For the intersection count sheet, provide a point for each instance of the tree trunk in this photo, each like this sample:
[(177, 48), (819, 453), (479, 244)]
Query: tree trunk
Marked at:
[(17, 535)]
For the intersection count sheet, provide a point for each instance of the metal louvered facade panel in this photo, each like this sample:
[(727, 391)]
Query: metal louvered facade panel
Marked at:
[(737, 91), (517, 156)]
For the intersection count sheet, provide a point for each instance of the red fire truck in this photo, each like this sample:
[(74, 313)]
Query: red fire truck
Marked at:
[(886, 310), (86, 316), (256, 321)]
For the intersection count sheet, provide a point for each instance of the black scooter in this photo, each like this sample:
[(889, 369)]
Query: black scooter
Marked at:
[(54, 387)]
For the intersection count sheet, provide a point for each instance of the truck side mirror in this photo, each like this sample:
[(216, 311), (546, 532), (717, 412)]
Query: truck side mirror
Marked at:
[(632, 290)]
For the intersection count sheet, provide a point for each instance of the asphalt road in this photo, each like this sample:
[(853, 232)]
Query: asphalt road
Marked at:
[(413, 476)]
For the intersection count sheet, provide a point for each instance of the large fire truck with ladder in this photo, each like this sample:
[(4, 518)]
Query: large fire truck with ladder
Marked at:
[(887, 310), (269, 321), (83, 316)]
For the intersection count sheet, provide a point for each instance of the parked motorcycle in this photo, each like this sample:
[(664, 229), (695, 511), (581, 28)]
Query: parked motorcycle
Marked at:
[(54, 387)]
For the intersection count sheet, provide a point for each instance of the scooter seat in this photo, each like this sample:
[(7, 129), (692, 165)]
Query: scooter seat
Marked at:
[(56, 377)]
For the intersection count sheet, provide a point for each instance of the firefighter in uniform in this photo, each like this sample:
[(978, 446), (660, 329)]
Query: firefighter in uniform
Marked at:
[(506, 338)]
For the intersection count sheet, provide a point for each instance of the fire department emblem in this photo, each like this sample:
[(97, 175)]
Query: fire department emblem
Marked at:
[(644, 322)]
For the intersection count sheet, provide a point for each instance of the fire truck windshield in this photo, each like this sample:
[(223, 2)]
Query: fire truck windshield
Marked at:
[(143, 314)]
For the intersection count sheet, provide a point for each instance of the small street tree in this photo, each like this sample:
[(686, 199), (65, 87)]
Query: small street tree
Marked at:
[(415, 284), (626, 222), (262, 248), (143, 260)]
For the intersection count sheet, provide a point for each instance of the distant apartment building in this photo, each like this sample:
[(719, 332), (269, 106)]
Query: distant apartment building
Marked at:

▶ _Requirement_: Please copy out every row above, word for word and line by line, changing nothing.

▶ _Response for this exercise_:
For the intersection count sheet, provide a point for each instance of the tree trunk in this photo, each like this sample:
[(177, 48), (819, 453), (479, 244)]
Query: tree trunk
Marked at:
[(17, 535)]
For the intersection count sheet, provide a point for each instance of the metal louvered facade panel in this photo, each like this sample:
[(727, 391)]
Query: metal louvered facade panel
Marked at:
[(737, 91), (517, 156)]
For the intersection count sheet, provide a point for each instance of the red fire truck in this photo, each like this sample:
[(74, 313)]
Query: red fire truck
Marked at:
[(886, 310), (86, 316), (256, 321)]
For the intersection count sheet, provide a point for each instance of the black scooter in this photo, each like this sample:
[(889, 369)]
Query: black scooter
Marked at:
[(54, 387)]
For the intersection count sheet, provide a point for each instance of the truck side mirror in this photo, each like this sample:
[(216, 311), (546, 532), (717, 412)]
Query: truck side mirror
Marked at:
[(632, 290)]
For the intersection count sheet, provide a point for each instance of the asphalt road in this photo, each like this sample:
[(853, 232)]
Query: asphalt road
Marked at:
[(413, 476)]
For the intersection count sheet, provide a point for each instance of the large fire truck with ladder in this photo, each like this sample:
[(4, 518)]
Query: large fire truck with ladder
Marked at:
[(887, 310), (269, 321), (83, 316)]
For the intersection count sheet, provide a point for each instance of the parked motorcycle in this photo, each like this sample:
[(664, 229), (695, 511), (581, 28)]
Query: parked motorcycle
Marked at:
[(54, 387)]
For the intersection count sheet, provide a point for each instance of the scooter seat in this photo, each like this sample:
[(7, 129), (692, 165)]
Query: scooter seat
Marked at:
[(56, 377)]
For the intersection count sheet, provide a point for each instance of the firefighter in uniform in this photo, each like this sample:
[(978, 446), (660, 329)]
Query: firefighter in uniform
Marked at:
[(506, 338)]
For the intersection count sheet, provide a point for each instance of the fire department emblem in this photo, each like this sample:
[(97, 175)]
Query: fire department emblem
Marked at:
[(644, 322)]
For the intersection count sheet, provide a point for each instance of the fire truck windshield in this photo, each like this sample:
[(223, 2)]
Query: fire truck windshield
Marked at:
[(143, 314)]
For the intersection count sheet, provide a point for each instance of the small street tree in this photo, each like this sample:
[(686, 199), (65, 87)]
Query: small street tree
Marked at:
[(415, 284), (626, 222), (262, 248), (143, 260)]
For the intersection count sheet, provide a point for each instance of the distant apartment building in this photo, each like this sample:
[(719, 332), (269, 106)]
Query: distant apartment building
Marked at:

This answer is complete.